Lead crosses the placenta. Prenatal exposure is associated with premature birth, low birth weight, and neurological effects in the developing fetus. Lead also mobilizes from bone stores during pregnancy.

Adults

Increased blood pressure, kidney damage with long-term high exposure, reproductive effects (reduced fertility), cardiovascular risk. Adults tolerate higher blood lead levels before visible symptoms appear, but subclinical effects on cardiovascular and renal function occur at levels formerly considered acceptable.

How to Test Your Water for Lead

Lead testing matters more than most contaminants because results are highly location-specific. Your neighbor's water could test at zero while yours tests above 15 ppb — depending on pipe age, water chemistry (pH and alkalinity affect how corrosive water is to lead pipes), and whether you're drawing first-flush water.

First-Draw vs. Flushed Sample — This Matters

EPA testing protocol for utilities involves collecting water that has sat in pipes for 6+ hours (first-draw). This captures worst-case lead levels from standing water in contact with lead-bearing plumbing. If you test after running the tap for 2 minutes (flushed), you may get a false low reading. Always test first-draw water — collect from the cold tap first thing in the morning before any water has run.

___

Rewrite the passage on lead in water from the words "How to Test" through the words "water has run.", putting "faucet" in place of "tap".

## Dataset

___

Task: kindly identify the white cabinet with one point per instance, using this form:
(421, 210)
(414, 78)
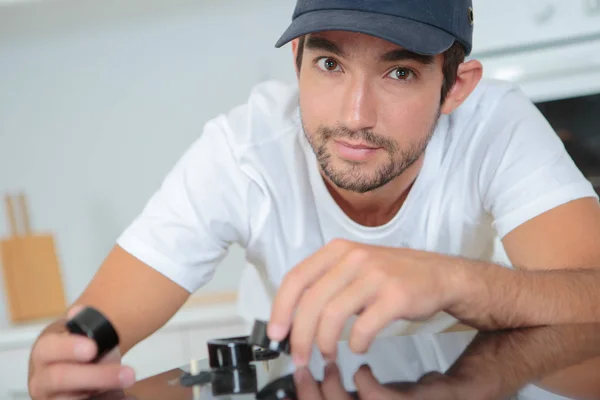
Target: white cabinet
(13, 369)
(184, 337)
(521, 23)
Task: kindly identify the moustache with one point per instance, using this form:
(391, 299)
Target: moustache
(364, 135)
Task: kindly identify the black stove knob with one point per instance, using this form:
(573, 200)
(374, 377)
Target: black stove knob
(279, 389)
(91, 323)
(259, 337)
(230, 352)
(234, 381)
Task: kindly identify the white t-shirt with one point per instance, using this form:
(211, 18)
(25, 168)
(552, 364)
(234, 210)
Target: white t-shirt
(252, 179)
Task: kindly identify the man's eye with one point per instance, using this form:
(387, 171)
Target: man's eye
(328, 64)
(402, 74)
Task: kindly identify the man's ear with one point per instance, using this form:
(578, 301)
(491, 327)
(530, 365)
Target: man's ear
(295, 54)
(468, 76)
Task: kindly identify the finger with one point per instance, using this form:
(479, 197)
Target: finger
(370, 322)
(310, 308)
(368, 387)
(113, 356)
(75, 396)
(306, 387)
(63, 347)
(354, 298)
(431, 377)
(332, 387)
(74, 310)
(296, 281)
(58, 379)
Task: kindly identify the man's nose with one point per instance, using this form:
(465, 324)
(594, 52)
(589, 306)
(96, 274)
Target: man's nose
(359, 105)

___

## Task solution
How to Test Your Water for Lead

Lead testing matters more than most contaminants because results are highly location-specific. Your neighbor's water could test at zero while yours tests above 15 ppb — depending on pipe age, water chemistry (pH and alkalinity affect how corrosive water is to lead pipes), and whether you're drawing first-flush water.

First-Draw vs. Flushed Sample — This Matters

EPA testing protocol for utilities involves collecting water that has sat in pipes for 6+ hours (first-draw). This captures worst-case lead levels from standing water in contact with lead-bearing plumbing. If you test after running the faucet for 2 minutes (flushed), you may get a false low reading. Always test first-draw water — collect from the cold faucet first thing in the morning before any water has run.